(Stored items)
──────────
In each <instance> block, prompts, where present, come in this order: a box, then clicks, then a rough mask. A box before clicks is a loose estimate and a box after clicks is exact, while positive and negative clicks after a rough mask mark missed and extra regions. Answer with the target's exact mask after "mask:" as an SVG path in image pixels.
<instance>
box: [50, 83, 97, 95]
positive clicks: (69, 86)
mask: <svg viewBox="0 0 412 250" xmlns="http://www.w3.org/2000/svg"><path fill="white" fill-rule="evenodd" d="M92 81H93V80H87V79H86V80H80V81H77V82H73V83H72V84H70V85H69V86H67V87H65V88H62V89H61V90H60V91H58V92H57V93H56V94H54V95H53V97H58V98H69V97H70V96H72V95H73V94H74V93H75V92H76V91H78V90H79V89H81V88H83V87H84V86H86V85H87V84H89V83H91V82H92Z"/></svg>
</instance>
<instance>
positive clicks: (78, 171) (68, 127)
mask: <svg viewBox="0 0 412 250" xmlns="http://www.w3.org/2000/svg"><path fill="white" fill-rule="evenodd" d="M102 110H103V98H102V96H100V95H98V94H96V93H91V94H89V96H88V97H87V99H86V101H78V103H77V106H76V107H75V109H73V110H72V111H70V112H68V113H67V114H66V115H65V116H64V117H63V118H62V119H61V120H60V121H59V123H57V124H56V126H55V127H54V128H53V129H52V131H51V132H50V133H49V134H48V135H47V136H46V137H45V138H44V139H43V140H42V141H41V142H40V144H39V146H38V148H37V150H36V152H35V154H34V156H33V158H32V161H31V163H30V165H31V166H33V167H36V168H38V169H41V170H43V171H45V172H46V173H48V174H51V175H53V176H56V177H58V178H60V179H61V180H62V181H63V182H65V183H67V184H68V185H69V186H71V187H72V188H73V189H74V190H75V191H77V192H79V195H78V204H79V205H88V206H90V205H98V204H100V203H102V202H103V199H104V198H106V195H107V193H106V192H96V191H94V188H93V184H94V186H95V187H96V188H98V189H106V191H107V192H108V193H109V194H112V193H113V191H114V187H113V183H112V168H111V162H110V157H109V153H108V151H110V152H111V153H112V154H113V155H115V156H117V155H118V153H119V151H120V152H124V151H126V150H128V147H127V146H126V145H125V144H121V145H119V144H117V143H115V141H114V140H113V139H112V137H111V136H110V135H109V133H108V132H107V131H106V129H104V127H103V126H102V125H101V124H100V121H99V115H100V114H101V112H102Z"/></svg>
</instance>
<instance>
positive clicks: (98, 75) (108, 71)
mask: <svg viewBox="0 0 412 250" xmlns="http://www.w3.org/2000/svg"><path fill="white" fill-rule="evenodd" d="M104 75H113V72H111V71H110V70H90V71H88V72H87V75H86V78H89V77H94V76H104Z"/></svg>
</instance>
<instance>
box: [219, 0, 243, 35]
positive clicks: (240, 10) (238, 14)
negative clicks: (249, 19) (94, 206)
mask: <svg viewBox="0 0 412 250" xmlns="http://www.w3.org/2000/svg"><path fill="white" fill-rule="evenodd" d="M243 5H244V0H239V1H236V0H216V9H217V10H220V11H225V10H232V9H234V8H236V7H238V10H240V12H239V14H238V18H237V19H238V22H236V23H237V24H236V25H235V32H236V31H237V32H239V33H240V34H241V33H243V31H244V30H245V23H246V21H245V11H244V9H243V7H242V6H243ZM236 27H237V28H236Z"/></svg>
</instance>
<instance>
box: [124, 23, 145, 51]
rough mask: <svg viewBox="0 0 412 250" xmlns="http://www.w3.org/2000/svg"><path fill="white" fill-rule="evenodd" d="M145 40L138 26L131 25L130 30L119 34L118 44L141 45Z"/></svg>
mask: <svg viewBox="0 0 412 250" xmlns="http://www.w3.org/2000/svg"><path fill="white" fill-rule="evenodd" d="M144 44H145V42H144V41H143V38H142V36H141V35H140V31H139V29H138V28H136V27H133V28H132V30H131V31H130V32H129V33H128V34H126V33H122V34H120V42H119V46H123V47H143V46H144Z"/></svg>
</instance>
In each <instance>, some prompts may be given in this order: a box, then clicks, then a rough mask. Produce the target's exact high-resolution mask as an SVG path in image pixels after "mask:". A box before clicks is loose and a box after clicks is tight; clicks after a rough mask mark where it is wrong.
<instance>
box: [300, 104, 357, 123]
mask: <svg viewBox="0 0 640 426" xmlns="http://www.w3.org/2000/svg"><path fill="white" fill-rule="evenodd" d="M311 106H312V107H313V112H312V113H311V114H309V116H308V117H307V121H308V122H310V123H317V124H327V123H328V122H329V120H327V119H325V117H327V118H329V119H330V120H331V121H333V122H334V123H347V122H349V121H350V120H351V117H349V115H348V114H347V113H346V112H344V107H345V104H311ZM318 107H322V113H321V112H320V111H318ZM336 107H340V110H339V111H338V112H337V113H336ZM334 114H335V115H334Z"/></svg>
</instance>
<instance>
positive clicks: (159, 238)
──────────
- [TASK PROMPT]
The entries need to be set down again in full, with no word changed.

- [RESULT]
In each <instance> block, prompts, where present, come in this order: a box, then clicks, then a rough mask. A box before clicks is a loose estimate and a box after clicks is exact, while positive and negative clicks after a rough mask mark missed and extra regions. Answer with the target's exact mask after "mask:" as an SVG path in image pixels.
<instance>
box: [50, 83, 97, 95]
positive clicks: (69, 86)
mask: <svg viewBox="0 0 412 250" xmlns="http://www.w3.org/2000/svg"><path fill="white" fill-rule="evenodd" d="M92 81H93V80H87V79H86V80H80V81H77V82H73V83H72V84H70V85H69V86H67V87H65V88H62V89H61V90H60V91H58V92H57V93H56V94H54V95H53V97H58V98H69V97H70V96H72V95H73V94H74V93H75V92H76V91H78V90H79V89H81V88H83V87H84V86H86V85H87V84H89V83H91V82H92Z"/></svg>
</instance>
<instance>
positive clicks: (78, 171) (68, 127)
mask: <svg viewBox="0 0 412 250" xmlns="http://www.w3.org/2000/svg"><path fill="white" fill-rule="evenodd" d="M102 110H103V98H102V96H100V95H98V94H96V93H91V94H89V96H88V97H87V99H86V101H78V103H77V106H76V107H75V109H73V110H72V111H70V112H68V113H67V114H66V115H65V116H64V117H63V118H62V119H61V120H60V121H59V123H57V124H56V126H55V127H54V128H53V129H52V131H51V132H50V133H49V134H48V135H47V136H46V137H45V138H44V139H43V140H42V141H41V142H40V144H39V146H38V148H37V150H36V152H35V154H34V156H33V158H32V161H31V163H30V165H31V166H33V167H36V168H38V169H41V170H43V171H45V172H46V173H48V174H51V175H53V176H56V177H58V178H60V179H61V180H62V181H63V182H65V183H67V184H68V185H69V186H71V187H72V188H73V189H74V190H75V191H77V192H79V195H78V204H79V205H88V206H90V205H98V204H100V203H102V202H103V199H104V198H106V195H107V193H106V192H96V191H94V188H93V184H94V186H95V187H96V188H98V189H106V191H107V192H108V193H109V194H112V193H113V191H114V187H113V183H112V168H111V162H110V157H109V153H108V151H110V152H111V153H112V154H113V155H115V156H117V155H118V153H119V151H120V152H124V151H126V150H128V147H127V146H126V145H125V144H121V145H119V144H117V143H115V141H114V140H113V139H112V137H111V136H110V135H109V133H108V132H107V131H106V129H104V127H103V126H102V125H101V124H100V121H99V115H100V114H101V112H102Z"/></svg>
</instance>
<instance>
positive clicks: (98, 75) (108, 71)
mask: <svg viewBox="0 0 412 250" xmlns="http://www.w3.org/2000/svg"><path fill="white" fill-rule="evenodd" d="M104 75H113V72H111V71H110V70H90V71H88V72H87V75H86V78H89V77H94V76H104Z"/></svg>
</instance>
<instance>
box: [219, 0, 243, 35]
positive clicks: (240, 10) (238, 14)
negative clicks: (249, 19) (94, 206)
mask: <svg viewBox="0 0 412 250" xmlns="http://www.w3.org/2000/svg"><path fill="white" fill-rule="evenodd" d="M243 5H244V0H239V1H236V0H216V9H217V10H220V11H225V10H232V9H234V8H236V7H238V10H240V12H239V14H238V18H237V19H238V22H236V23H237V24H236V25H235V32H236V31H237V32H239V33H240V34H241V33H243V31H244V30H245V23H246V21H245V11H244V9H243V7H242V6H243ZM236 27H237V28H236Z"/></svg>
</instance>
<instance>
box: [124, 23, 145, 51]
rough mask: <svg viewBox="0 0 412 250" xmlns="http://www.w3.org/2000/svg"><path fill="white" fill-rule="evenodd" d="M145 40L138 26L131 25L130 30L119 34L118 44L141 45Z"/></svg>
mask: <svg viewBox="0 0 412 250" xmlns="http://www.w3.org/2000/svg"><path fill="white" fill-rule="evenodd" d="M144 44H145V42H144V41H143V38H142V36H141V35H140V31H139V29H138V28H136V27H133V28H132V30H131V31H130V32H129V33H128V34H126V33H122V34H120V42H119V46H123V47H143V46H144Z"/></svg>
</instance>
In each <instance>, some prompts may be given in this order: a box, then clicks, then a rough mask. Produce the target's exact high-resolution mask as an SVG path in image pixels after "mask:". A box before clicks is loose and a box after clicks is tight; clicks after a rough mask mark where it is wrong.
<instance>
box: [300, 104, 357, 123]
mask: <svg viewBox="0 0 640 426" xmlns="http://www.w3.org/2000/svg"><path fill="white" fill-rule="evenodd" d="M311 106H312V107H313V112H312V113H311V114H309V116H308V117H307V121H308V122H310V123H317V124H327V123H328V122H329V120H327V119H325V117H327V118H329V119H330V120H331V121H333V122H334V123H347V122H349V121H350V120H351V117H349V115H348V114H347V113H346V112H344V107H345V104H311ZM318 107H322V113H321V112H320V111H318ZM336 107H340V110H339V111H338V112H337V113H336ZM334 114H335V115H334Z"/></svg>
</instance>
<instance>
positive clicks: (159, 238)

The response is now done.